Istruzioni di lavoro >>
A) Secondo rossonero71 nella discussione, in che cosa è molto carente Musso?
B) Riporta dalla discussione il passo che comincia con "Musso bravissimo fra" e prosegue fino a "ne subiscono altrettanti.".

Estratto del testo >>
==========

Barella adesso incontenibile


----------



## Buciadignho (25 Settembre 2021)

Ahahah


----------



## Ecthelion (25 Settembre 2021)

So che ribalteranno pure questa, smetto di guardarla per salvare il mio fegato.


----------



## Solo (25 Settembre 2021)

Gasperson ha cambiato tutto l'attacco


----------



## rossonero71 (25 Settembre 2021)

Musso bravissimo fra i pali ma molto molto carente nelle uscite.


----------



## fabri47 (25 Settembre 2021)

Io più vedo giocare l'Inter e più penso che non vinceranno lo scudetto quest'anno. Non dico che giocano da schifo eh, ma non mi convincono. Hanno lasciato campo all'Atalanta, troppo, solo ora si stanno svegliando. Come ho sempre detto, le squadre di Simone Inzaghi fanno tanti gol, ma ne subiscono altrettanti.


----------



## chicagousait (25 Settembre 2021)

==========

Dati forniti >>
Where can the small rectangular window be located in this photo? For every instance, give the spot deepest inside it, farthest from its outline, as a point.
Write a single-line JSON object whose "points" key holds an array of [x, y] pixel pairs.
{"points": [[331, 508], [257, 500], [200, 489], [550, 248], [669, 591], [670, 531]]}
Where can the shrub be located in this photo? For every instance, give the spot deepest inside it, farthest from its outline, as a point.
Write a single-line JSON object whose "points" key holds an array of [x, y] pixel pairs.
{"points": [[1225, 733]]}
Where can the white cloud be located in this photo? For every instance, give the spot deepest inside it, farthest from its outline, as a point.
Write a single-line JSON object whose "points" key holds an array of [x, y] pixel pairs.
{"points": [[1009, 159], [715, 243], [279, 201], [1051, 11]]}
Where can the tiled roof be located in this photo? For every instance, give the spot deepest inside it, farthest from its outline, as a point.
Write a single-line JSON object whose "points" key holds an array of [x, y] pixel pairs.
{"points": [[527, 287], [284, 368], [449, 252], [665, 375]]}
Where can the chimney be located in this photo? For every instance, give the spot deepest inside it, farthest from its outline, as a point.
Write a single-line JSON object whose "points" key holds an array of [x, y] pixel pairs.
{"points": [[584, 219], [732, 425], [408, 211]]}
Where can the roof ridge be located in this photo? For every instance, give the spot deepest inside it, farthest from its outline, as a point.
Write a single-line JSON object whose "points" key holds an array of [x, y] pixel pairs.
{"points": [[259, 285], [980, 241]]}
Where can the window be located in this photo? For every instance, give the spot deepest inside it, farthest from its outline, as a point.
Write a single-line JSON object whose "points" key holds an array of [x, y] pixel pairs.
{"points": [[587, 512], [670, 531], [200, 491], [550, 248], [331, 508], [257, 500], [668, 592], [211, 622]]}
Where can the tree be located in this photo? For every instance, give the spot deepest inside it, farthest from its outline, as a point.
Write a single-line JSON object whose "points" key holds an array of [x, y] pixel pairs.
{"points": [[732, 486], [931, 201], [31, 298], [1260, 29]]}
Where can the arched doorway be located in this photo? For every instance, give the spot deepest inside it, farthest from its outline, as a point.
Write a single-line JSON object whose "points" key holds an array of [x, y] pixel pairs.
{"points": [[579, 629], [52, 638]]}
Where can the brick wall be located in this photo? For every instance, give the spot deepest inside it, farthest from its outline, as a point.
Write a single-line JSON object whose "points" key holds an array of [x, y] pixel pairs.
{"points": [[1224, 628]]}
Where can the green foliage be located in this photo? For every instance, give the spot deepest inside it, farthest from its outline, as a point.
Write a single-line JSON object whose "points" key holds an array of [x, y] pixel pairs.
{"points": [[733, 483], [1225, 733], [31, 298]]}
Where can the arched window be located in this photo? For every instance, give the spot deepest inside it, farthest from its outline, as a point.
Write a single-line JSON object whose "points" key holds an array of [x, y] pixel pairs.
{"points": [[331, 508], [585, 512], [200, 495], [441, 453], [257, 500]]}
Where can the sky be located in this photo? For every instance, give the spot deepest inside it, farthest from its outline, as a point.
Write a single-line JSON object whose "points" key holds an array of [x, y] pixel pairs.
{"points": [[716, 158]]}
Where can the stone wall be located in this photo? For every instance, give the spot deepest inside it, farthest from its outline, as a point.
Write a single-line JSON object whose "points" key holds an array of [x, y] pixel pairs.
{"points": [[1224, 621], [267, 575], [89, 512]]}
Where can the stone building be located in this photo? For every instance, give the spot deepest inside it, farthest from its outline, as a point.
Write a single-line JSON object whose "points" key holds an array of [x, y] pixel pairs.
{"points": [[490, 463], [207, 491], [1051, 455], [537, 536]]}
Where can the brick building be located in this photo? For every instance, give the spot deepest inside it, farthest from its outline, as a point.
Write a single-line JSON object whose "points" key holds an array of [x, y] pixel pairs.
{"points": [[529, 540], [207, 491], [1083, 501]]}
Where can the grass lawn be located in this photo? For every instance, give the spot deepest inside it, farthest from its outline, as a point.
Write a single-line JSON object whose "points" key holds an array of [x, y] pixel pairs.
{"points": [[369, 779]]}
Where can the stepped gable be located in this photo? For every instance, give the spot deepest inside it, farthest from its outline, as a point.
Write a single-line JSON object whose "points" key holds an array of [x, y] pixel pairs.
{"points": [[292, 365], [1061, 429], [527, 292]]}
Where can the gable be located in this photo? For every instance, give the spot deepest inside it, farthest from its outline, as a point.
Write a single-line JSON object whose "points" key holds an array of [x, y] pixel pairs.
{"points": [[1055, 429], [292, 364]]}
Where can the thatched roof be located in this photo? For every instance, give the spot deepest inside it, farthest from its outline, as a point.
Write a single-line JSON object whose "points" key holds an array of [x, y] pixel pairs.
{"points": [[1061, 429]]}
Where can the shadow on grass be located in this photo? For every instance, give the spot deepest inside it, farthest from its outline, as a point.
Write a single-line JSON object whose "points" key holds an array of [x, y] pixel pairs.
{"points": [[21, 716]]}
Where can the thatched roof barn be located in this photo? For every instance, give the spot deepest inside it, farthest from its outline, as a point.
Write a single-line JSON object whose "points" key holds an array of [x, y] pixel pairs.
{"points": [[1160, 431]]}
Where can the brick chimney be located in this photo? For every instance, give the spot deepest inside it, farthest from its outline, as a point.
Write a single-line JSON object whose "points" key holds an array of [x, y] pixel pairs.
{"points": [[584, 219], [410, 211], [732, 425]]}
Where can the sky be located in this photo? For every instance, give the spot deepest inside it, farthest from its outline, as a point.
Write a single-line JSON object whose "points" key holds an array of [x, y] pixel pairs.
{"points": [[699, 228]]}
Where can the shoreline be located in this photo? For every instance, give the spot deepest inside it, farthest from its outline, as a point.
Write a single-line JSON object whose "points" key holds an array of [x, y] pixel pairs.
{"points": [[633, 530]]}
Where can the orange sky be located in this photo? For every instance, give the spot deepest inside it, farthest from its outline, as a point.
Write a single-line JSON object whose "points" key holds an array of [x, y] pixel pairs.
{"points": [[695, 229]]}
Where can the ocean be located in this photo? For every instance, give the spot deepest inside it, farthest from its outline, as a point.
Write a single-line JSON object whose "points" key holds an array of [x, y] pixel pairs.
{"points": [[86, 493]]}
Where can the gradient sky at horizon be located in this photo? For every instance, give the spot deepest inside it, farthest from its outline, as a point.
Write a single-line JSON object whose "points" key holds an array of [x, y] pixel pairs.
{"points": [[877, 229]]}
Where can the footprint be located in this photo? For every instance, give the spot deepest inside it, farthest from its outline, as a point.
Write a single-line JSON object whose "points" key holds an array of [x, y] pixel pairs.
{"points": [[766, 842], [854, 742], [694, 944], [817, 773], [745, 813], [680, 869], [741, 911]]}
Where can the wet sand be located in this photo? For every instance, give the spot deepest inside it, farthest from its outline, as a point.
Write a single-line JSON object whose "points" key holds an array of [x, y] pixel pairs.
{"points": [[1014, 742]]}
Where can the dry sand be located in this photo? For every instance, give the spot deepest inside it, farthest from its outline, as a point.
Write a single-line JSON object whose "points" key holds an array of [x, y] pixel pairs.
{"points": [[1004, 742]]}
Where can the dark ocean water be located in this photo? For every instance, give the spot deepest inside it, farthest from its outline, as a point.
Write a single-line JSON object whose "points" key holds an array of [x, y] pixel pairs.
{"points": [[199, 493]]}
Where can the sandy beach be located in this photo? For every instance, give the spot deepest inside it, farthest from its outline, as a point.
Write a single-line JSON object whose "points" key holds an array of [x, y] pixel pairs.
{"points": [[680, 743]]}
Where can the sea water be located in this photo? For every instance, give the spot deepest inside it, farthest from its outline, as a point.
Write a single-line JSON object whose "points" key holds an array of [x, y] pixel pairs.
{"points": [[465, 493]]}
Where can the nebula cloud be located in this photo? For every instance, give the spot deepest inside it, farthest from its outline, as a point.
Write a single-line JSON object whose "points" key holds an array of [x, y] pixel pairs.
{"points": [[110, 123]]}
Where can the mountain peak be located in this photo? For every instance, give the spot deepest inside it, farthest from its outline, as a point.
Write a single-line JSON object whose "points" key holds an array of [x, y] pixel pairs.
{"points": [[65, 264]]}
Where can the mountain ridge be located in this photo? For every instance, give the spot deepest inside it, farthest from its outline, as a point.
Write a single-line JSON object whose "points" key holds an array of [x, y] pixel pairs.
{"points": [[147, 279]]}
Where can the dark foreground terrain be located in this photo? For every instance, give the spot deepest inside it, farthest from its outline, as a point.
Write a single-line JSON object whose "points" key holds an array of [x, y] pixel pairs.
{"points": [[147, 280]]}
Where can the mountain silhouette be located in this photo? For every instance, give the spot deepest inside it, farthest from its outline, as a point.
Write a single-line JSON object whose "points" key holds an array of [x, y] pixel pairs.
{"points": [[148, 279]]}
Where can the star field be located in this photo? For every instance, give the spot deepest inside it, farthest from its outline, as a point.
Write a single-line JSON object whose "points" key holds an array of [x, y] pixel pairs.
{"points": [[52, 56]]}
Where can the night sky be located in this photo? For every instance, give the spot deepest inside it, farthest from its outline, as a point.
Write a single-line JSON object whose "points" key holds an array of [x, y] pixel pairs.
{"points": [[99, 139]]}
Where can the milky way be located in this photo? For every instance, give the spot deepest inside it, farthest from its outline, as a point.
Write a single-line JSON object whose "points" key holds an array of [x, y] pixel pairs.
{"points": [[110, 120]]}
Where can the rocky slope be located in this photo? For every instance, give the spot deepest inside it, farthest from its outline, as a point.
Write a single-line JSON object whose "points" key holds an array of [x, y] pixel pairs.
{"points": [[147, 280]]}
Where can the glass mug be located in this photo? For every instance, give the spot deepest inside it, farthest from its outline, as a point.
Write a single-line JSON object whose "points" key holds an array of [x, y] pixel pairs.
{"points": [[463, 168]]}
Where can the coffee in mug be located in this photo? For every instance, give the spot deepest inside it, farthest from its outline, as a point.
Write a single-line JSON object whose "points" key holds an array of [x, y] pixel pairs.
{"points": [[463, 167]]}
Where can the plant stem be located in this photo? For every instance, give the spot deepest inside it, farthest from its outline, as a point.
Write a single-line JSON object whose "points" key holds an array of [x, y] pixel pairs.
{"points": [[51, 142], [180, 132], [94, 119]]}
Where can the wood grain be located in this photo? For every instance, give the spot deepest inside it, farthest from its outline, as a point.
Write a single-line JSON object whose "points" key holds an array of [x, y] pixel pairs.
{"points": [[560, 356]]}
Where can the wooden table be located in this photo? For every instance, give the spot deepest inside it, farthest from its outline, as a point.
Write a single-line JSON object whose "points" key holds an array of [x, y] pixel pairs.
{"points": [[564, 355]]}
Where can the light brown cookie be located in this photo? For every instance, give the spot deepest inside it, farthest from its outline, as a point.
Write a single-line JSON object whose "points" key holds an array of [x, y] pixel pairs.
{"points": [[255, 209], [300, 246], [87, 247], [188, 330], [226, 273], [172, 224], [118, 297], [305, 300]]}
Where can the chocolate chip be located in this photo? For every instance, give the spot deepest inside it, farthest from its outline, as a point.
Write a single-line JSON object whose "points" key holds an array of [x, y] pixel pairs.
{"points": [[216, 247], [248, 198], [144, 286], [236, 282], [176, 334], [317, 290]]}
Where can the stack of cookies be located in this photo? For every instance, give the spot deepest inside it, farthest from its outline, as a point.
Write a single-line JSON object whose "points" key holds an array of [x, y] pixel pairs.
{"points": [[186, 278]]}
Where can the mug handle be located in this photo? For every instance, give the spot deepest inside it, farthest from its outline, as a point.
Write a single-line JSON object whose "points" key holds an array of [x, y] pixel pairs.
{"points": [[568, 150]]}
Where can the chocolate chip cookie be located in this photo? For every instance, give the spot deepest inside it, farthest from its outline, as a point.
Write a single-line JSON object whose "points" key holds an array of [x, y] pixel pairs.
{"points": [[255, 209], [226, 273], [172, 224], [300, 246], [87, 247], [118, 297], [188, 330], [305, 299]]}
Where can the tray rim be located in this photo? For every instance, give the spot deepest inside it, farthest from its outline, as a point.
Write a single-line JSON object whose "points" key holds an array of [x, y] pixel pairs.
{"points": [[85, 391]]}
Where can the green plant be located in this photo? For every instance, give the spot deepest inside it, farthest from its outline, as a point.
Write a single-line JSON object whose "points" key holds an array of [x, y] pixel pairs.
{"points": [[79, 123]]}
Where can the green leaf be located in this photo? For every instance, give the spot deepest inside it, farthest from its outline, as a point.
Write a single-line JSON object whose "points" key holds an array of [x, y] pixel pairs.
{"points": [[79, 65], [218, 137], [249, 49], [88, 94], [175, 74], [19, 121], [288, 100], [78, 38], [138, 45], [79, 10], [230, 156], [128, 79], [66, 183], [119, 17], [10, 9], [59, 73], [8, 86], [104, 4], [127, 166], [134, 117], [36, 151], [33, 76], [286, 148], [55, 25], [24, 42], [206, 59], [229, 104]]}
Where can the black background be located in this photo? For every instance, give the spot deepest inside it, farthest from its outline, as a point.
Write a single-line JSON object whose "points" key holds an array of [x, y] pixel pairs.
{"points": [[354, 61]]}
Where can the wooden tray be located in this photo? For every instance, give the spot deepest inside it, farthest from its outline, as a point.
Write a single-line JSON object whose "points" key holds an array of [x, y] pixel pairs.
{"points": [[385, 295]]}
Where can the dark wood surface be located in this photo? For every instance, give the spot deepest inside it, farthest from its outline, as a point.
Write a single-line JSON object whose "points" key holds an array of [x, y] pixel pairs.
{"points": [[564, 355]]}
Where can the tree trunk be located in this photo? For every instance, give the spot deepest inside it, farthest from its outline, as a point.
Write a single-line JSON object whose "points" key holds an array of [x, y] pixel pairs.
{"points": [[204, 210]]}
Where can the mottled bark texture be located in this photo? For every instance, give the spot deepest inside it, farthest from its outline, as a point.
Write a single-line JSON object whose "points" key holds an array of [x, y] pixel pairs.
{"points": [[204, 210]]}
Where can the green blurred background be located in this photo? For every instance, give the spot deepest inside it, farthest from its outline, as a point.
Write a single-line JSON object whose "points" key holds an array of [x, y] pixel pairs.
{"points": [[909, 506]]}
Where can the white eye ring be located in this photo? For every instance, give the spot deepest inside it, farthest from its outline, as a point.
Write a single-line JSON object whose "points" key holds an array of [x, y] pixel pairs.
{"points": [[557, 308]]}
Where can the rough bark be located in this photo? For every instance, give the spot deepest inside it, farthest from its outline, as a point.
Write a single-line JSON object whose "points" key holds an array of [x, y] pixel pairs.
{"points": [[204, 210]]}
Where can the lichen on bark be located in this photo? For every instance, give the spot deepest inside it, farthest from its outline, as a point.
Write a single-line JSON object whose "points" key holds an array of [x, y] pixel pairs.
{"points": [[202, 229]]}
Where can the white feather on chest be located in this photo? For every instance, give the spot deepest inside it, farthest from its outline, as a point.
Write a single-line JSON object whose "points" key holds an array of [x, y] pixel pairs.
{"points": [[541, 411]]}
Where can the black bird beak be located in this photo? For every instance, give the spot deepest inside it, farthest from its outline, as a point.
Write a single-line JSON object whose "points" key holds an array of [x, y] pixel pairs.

==========

Risposte >>
A) Nelle uscite.

B)
Musso bravissimo fra i pali ma molto molto carente nelle uscite.


----------



## fabri47 (25 Settembre 2021)

Io più vedo giocare l'Inter e più penso che non vinceranno lo scudetto quest'anno. Non dico che giocano da schifo eh, ma non mi convincono. Hanno lasciato campo all'Atalanta, troppo, solo ora si stanno svegliando. Come ho sempre detto, le squadre di Simone Inzaghi fanno tanti gol, ma ne subiscono altrettanti.